▶ _LESETEXT_:
Seit einiger Zeit äußern sich immer mehr Nutzer auf Twitter nicht in Form einzelner Tweets, sondern erstellen Threads: eine Folge von mehreren zusammenhängenden Tweets. So lassen sich längere Beiträge posten als die 280 Zeichen, die Twitter üblicherweise zulässt.
Dirk von Gehlen, Journalist und Social-Media-Leiter der Süddeutschen Zeitung, ist begeistert von der neuen Form, wie er sagt. Es sei "fast schon eine rhetorische Figur, die wir da gerade im Entstehen beobachten können", sagte er im Deutschlandfunk Kultur.
(Beispiel für einen informativen Thread: Ein ehemaliger Google-Mitarbeiter erklärt, warum Empfehlungs-Algorithmen Verschwörungstheorien befeuern und Nutzer radikalisieren.)
Gehlen gefällt zum einen das "Listenartige", dass die Kommentierung in Form von Threads habe. Außerdem zwinge die Logik von Twitter dazu, jeden Punkt der Argumentation auf 280 Zeichen zu beschränken. Und damit bleibe der Zauber von Twitter erhalten: "sich nämlich kurz zu fassen, auf den Punkt zu kommen".
Porträtaufnahme des Journalisten Dirk von Gehlen.
Für Social-Media-Redakteur Dirk von Gehlen sind Threads fast schon eine neue rhetorische Figur.© Copyright: Dirk von Gehlen
Dennoch: "Der alte, weiße Internetmann in mir würde natürlich sagen: Noch schöner wäre es, wenn Leute in ihrem eigenen Blog kommentieren, weil, da kann man einen Gedanken ein bisschen weiter ausführen, da kann man ein bisschen genauer auf Sachen eingehen, da kann man verlinken, was man aus Threads heraus auch nur sehr bedingt kann, und man kann viel Besser Bezug auf Argumente nehmen."
Denn zum Diskutieren eigneten sich Threads nicht sonderlich, räumt Gehlen ein. "Das ist eher so: Achtung, ich mach mal ne Ansage, und jetzt hört mir mal in fünf Punkten zu - und dann kommt ein Thread. Ob man da dann richtig elaboriert und im Sinne eines guten Gesprächs nach Habermas eine Diskussion führen kann, da bin ich doch skeptisch."

Was ist ein Thread?

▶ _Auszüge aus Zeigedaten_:
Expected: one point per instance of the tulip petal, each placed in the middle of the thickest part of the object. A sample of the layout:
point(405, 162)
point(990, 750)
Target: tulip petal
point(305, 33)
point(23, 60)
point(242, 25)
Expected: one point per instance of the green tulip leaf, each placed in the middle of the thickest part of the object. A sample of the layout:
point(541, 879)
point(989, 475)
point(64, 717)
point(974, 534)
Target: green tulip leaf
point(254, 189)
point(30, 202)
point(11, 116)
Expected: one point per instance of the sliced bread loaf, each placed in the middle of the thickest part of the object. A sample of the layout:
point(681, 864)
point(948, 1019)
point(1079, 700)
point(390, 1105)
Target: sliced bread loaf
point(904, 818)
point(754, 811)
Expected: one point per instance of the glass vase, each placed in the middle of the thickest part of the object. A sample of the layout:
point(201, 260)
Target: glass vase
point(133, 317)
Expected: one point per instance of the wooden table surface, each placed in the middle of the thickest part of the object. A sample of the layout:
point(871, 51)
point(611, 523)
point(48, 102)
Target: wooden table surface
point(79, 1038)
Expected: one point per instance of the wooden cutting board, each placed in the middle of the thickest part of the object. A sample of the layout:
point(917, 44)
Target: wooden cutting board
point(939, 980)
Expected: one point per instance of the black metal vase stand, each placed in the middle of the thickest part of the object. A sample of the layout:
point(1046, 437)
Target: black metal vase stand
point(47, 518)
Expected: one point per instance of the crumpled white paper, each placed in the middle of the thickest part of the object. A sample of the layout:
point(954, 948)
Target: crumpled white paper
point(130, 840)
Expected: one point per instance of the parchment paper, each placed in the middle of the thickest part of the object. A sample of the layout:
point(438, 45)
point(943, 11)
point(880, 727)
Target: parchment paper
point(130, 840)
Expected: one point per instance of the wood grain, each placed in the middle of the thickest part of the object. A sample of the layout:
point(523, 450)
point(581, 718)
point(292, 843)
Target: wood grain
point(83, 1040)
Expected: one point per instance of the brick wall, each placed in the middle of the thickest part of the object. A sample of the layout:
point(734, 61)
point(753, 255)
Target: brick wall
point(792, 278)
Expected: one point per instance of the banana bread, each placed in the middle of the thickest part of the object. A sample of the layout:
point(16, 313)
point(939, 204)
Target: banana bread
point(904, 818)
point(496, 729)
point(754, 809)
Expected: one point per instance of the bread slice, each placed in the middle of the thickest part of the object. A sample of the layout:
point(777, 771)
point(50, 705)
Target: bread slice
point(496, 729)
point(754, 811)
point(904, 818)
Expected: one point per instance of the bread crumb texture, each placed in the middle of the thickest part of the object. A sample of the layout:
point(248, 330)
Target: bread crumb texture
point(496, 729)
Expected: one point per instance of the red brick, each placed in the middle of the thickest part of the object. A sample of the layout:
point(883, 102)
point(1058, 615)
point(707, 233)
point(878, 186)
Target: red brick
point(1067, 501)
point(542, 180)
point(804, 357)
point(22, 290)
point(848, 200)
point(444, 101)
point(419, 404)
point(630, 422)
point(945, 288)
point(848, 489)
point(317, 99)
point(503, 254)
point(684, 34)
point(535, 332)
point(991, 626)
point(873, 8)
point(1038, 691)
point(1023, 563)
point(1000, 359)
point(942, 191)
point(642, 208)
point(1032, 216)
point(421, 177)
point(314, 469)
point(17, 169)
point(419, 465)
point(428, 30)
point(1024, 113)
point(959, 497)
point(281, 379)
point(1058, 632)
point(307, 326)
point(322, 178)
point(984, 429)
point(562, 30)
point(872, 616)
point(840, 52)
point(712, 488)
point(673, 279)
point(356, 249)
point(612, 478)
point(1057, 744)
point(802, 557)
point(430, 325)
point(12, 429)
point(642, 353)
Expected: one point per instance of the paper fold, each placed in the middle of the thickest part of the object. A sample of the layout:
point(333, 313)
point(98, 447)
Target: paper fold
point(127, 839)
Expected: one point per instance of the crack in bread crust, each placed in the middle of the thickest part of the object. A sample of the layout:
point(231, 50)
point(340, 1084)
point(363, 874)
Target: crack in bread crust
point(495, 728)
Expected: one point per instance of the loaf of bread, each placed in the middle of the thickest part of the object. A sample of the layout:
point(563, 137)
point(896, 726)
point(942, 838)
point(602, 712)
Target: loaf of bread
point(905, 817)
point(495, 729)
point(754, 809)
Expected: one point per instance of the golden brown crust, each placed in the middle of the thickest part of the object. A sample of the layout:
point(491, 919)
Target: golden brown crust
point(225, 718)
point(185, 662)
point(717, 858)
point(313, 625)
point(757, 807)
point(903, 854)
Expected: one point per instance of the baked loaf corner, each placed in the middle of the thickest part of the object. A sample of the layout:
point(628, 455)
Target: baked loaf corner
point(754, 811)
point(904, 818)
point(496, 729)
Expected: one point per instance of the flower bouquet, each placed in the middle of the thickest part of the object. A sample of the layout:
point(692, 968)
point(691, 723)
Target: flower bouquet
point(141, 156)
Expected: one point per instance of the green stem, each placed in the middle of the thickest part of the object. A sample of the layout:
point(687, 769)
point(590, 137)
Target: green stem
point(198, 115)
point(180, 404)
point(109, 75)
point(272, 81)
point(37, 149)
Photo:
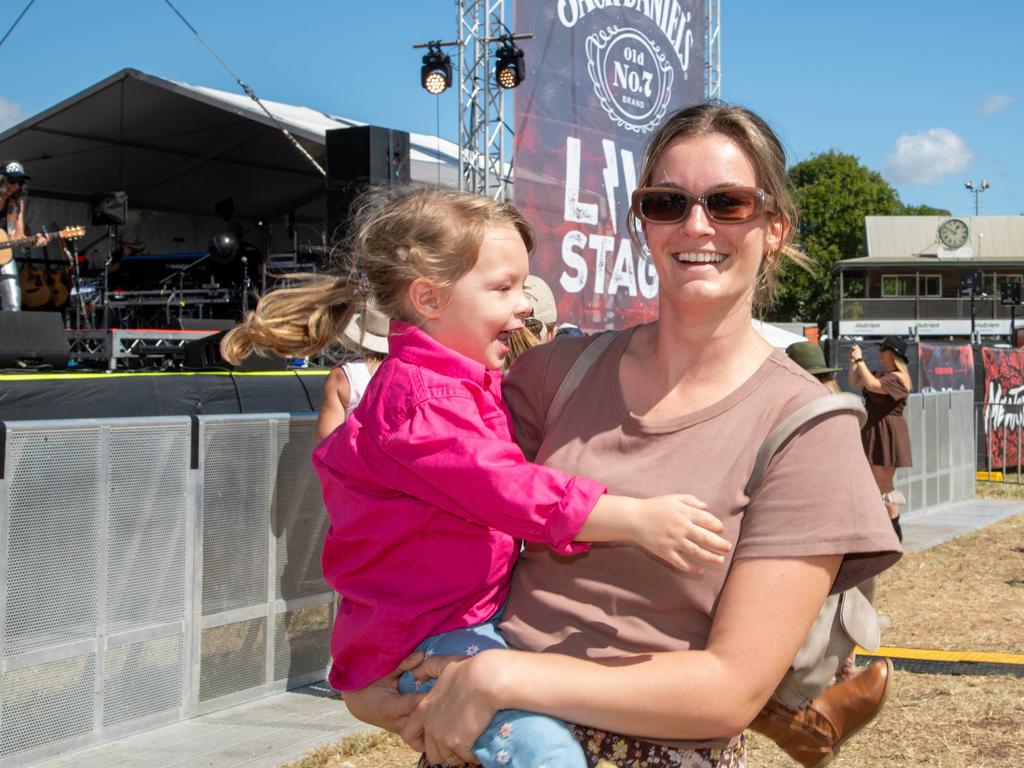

▶ _AUFGABENSTELLUNG_: Zitieren Sie aus dem Text über Twitter-Threads die Stelle, die mit den Worten „(Beispiel für einen“ einsetzt und mit „Dirk von Gehlen.“ schließt.

▶ _ERGEBNIS_:
(Beispiel für einen informativen Thread: Ein ehemaliger Google-Mitarbeiter erklärt, warum Empfehlungs-Algorithmen Verschwörungstheorien befeuern und Nutzer radikalisieren.)
Gehlen gefällt zum einen das "Listenartige", dass die Kommentierung in Form von Threads habe. Außerdem zwinge die Logik von Twitter dazu, jeden Punkt der Argumentation auf 280 Zeichen zu beschränken. Und damit bleibe der Zauber von Twitter erhalten: "sich nämlich kurz zu fassen, auf den Punkt zu kommen".
Porträtaufnahme des Journalisten Dirk von Gehlen.